Task brief => Select every line below that contains the word "grass" and copy each one out.

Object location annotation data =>
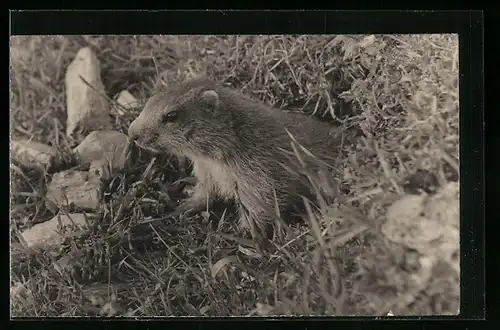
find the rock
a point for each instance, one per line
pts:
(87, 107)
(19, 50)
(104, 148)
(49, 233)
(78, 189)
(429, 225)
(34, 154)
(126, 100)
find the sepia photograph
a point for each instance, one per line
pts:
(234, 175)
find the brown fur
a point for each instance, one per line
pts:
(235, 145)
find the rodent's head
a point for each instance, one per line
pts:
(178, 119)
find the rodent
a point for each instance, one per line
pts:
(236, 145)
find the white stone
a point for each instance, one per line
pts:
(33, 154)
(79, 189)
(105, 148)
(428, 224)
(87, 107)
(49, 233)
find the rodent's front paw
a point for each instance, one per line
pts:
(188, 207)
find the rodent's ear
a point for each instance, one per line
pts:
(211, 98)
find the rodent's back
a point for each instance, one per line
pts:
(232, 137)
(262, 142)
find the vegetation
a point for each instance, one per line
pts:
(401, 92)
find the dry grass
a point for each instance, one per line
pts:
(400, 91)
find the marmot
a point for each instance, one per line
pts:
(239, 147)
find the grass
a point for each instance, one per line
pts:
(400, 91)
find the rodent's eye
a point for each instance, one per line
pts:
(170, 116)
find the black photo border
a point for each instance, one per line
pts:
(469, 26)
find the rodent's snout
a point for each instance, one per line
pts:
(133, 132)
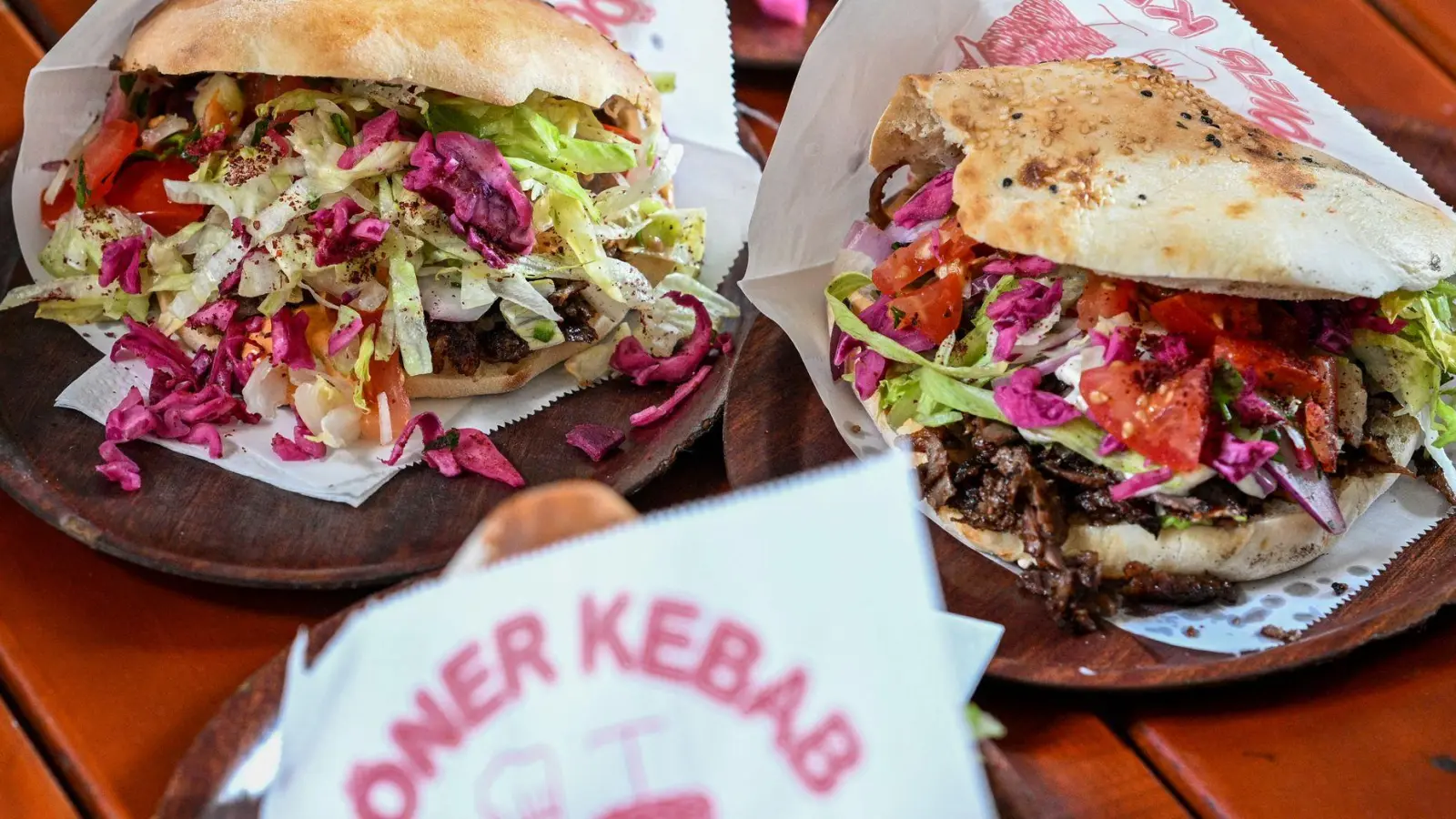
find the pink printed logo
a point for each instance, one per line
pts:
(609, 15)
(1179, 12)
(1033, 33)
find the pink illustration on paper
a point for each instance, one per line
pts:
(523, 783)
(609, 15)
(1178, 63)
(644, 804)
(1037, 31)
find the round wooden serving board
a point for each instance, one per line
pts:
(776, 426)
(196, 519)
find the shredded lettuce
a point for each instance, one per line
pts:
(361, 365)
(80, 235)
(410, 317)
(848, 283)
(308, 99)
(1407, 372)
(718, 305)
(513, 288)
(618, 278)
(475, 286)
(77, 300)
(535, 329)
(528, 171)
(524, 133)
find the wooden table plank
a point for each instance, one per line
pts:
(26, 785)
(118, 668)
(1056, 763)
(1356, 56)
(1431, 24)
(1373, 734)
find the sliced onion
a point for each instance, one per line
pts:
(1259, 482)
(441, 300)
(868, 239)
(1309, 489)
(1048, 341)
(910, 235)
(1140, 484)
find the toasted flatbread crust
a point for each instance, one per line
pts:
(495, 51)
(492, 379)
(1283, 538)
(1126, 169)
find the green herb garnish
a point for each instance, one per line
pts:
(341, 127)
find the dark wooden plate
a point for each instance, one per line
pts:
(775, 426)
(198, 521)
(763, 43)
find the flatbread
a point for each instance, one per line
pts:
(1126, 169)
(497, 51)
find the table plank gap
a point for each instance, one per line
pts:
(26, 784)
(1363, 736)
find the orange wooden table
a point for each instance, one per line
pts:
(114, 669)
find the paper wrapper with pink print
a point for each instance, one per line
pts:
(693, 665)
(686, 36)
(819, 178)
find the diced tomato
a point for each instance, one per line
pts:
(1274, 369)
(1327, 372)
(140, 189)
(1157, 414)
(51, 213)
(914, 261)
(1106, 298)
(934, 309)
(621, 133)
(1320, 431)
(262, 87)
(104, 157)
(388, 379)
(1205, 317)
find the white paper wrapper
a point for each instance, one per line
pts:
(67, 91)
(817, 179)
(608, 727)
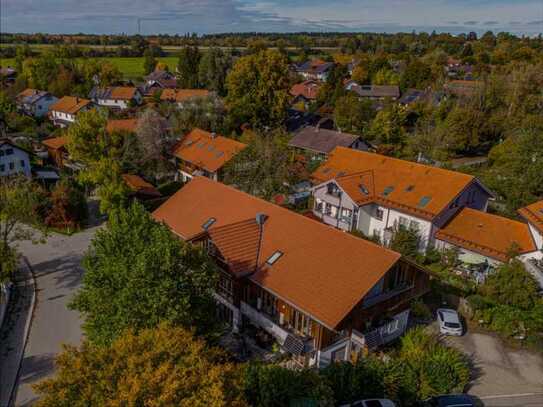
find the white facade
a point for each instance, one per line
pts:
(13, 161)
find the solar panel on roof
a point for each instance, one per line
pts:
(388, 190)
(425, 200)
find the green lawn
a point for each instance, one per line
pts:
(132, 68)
---
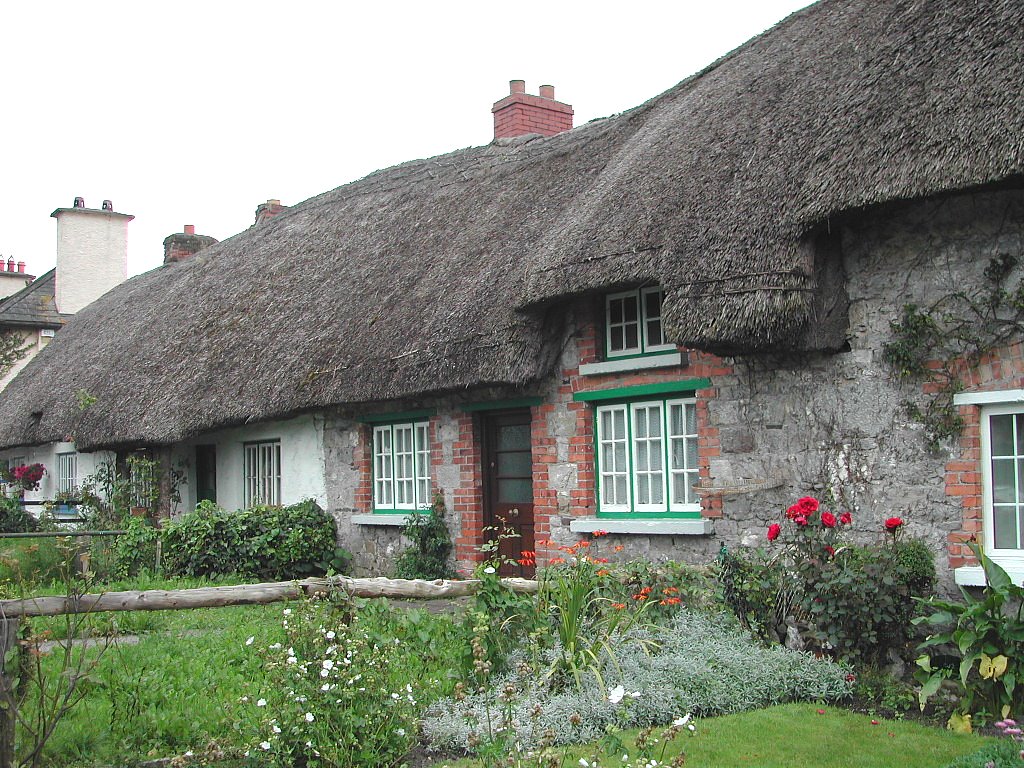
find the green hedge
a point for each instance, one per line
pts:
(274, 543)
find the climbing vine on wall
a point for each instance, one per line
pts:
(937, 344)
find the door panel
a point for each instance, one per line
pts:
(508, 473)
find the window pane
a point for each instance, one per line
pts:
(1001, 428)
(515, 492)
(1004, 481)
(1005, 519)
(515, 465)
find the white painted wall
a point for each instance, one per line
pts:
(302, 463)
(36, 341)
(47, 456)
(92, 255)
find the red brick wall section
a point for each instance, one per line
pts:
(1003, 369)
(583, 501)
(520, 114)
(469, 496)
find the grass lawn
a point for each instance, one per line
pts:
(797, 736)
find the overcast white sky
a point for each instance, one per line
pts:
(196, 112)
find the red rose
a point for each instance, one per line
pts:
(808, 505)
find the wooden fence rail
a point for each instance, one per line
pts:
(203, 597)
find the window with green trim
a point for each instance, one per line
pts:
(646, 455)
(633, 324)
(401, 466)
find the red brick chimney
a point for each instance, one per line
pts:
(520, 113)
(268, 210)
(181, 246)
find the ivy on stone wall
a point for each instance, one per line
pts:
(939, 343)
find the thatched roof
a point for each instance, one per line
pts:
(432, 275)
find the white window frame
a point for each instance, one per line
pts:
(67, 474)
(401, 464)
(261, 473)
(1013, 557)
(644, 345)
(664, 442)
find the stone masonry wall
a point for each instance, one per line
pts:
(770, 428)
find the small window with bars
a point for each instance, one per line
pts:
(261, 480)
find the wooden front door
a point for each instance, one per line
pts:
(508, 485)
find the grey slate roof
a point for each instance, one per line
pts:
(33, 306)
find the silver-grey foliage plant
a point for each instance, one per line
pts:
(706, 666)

Final result =>
find the dry grass
find the grass
find the grass lawn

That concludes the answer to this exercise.